╭─ Supplied passage

Mapping out the probabilistic social graph

Update (26 Sept 2017): Turns out this idea is pretty well-studied! Just a little poking around reveals such papers as Chen et. al. (aka, LinkProbe) from 2013 - among many others. Fascinating stuff! I will have to dig in to see how easily those concepts can be brought to bear on the problems of political organizing.

A couple of years ago, Facebook shut down a critical piece of the Graph API, which made it easy to map out a deterministic social graph. Now, it’s time to think about replacing that API with something even better.

The good old days of the deterministic graph

Before the shut-down, the developer of an app could grab the friend list of the app’s users, and thereby efficiently map out their social graph. This feature made it relatively easy for apps to reach out from their base of users, and to get a hold of new prospects. In terms of progressive politics, it was something of a gold mine, because it made it easy for volunteers to contact their friends on behalf of a campaign. Conventional wisdom among organizers is that friend-to-friend outreach is the most effective form of contact, since people tend to trust their friends much more than they do strangers.

It’s been a couple of years since Facebook disabled this feature, and since then we don’t really have a good replacement. That may be just as well: the Facebook Graph API created the perception that we could capture what I’d call the deterministic social graph: a social graph in which two people are connected only if we have some form of factual proof that those two people are friends. But it turns out that gathering all those facts is really difficult work; we’ll never get a complete social graph that way. What if we didn’t need to do so much work, but had a much more complete graph?

What I have in mind is something I call the probabilistic social graph. In this graph, the nodes are people, and edges between nodes are probabilistically defined. For two people a and b, the edge between their nodes is weighted by the probability that a and b are friends: P(a, b).

If you like you can vary this definition slightly, and think about the different kinds of relationships between two people: they could be related by family ties, co-workers, classmates, etc. Supposing there are N different relationship types we are interested in, we can define N different social graphs, where social graph i has edges whose weights are defined by the probability that a and b have relationship i: P(a, b, i), where i goes from 1 to N.

The result is N different matrices, with dimensions equal to the universe of people whose social graph you care to investigate. Right away it should become apparent that the matrices are quite sparse (in the sense that most entries are very close to 0) for any large population, and for small, cohesive social groups the matrices are dense.

Using the graph

How could we use these matrices? To be sure, we could do the sorts of things that the Facebook API used to let us do: for person a, find all people b such that P(a, b) > x, where x is some threshold value that indicates the degree of certainty we want that a and b are friends: let’s say, 0.95.

We could of course flip the problem on its head. Suppose you are managing voter outreach for a progressive campaign, and you have some set of people who you want to recruit as supporters, and some other set of people who are already volunteering to help out your campaign. Let R be the list of people you want to recruit, and S the list of supporters you already have. Now you want to find, for each desired recruitee r, the supporter s who maximizes P(r, s, i), where i is the type of relationship which you think most likely to be productive. To make this concrete, let’s suppose that your campaign is a ballot initiative to support free tuition at in-state colleges; you may set R to be the list of people who have graduated from in-state colleges, and i to be a relationship like “class-mate”. Now, you are getting your supporters to contact their class-mates from in-state colleges and to recruit those class-mates into your campaign. You could even take this approach one step further, and find the relationship i which maximizes the number of supporters you have with relationships to your recruiting universe.

╰─

Please state the example threshold value that the probabilistic social graph article gives for the degree of certainty that two people are friends. The records that follow come from a separate source.

╭─ Given data

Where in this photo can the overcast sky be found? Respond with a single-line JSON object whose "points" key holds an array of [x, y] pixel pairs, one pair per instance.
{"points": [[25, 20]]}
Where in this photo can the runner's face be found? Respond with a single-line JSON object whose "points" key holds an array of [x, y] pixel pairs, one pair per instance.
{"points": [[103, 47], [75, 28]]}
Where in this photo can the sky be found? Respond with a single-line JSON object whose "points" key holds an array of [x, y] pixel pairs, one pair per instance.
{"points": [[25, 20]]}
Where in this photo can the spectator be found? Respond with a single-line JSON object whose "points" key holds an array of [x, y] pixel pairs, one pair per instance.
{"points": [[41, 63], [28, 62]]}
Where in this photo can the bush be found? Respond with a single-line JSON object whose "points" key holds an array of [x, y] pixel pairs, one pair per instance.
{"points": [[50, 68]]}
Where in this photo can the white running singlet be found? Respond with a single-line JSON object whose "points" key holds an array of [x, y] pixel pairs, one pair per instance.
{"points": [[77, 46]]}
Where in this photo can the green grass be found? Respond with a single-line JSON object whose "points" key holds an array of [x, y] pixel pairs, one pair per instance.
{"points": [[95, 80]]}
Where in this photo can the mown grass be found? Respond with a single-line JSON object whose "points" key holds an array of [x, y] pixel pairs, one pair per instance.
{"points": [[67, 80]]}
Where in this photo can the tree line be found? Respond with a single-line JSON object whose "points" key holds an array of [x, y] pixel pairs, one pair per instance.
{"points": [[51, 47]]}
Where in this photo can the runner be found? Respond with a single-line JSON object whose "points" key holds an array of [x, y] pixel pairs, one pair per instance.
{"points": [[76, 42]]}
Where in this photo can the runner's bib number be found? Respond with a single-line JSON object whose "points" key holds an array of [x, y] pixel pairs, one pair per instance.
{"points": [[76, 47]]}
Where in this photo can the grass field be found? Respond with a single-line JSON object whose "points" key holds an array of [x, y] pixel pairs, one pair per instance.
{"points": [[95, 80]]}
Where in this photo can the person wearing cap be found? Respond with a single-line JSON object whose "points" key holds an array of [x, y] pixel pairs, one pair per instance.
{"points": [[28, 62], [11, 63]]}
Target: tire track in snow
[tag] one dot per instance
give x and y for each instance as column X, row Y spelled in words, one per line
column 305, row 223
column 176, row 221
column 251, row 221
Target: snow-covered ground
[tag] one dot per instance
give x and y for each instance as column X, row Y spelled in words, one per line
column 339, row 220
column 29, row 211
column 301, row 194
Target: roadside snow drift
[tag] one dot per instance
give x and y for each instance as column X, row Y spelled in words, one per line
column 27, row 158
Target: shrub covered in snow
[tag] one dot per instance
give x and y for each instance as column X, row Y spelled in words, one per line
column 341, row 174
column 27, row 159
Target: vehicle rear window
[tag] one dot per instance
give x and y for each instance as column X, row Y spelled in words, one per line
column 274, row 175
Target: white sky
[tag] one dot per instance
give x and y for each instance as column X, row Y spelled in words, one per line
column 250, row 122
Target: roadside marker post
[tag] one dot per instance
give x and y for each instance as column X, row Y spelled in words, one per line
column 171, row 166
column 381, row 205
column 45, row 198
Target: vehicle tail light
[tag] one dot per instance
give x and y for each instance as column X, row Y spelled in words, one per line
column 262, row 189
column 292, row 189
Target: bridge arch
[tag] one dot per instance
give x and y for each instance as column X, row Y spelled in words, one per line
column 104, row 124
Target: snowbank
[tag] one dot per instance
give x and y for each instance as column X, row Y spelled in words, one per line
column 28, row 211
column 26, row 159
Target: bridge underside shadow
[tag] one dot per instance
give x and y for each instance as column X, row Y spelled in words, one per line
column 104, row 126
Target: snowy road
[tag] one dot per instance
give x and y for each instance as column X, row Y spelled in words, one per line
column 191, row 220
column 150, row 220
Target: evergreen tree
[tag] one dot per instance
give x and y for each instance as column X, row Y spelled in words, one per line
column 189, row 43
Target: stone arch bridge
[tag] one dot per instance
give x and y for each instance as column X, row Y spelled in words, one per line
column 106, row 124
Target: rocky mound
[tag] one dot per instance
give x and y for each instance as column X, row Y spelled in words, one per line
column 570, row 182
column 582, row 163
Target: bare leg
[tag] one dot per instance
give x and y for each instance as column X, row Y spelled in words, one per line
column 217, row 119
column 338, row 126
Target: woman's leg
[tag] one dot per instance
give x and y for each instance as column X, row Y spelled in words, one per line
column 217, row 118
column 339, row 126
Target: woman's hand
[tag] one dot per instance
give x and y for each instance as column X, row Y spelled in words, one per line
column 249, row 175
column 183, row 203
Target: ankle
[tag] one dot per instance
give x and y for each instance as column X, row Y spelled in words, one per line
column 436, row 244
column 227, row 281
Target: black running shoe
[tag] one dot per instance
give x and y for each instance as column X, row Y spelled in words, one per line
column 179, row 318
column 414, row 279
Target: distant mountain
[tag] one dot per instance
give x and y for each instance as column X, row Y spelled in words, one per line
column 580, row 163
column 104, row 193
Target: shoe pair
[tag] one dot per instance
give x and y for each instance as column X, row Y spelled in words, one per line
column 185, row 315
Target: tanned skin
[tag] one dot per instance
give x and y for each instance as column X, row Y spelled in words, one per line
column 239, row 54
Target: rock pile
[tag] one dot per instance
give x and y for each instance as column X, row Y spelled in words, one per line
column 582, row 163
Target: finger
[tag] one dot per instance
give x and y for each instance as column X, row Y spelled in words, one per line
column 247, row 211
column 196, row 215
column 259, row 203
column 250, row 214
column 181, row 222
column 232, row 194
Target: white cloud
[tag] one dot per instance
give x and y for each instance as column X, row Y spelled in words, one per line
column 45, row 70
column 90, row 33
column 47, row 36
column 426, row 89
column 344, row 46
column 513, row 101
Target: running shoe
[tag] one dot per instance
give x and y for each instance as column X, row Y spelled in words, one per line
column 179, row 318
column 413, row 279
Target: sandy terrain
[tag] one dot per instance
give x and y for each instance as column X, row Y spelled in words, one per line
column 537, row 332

╰─

# Finished task:
0.95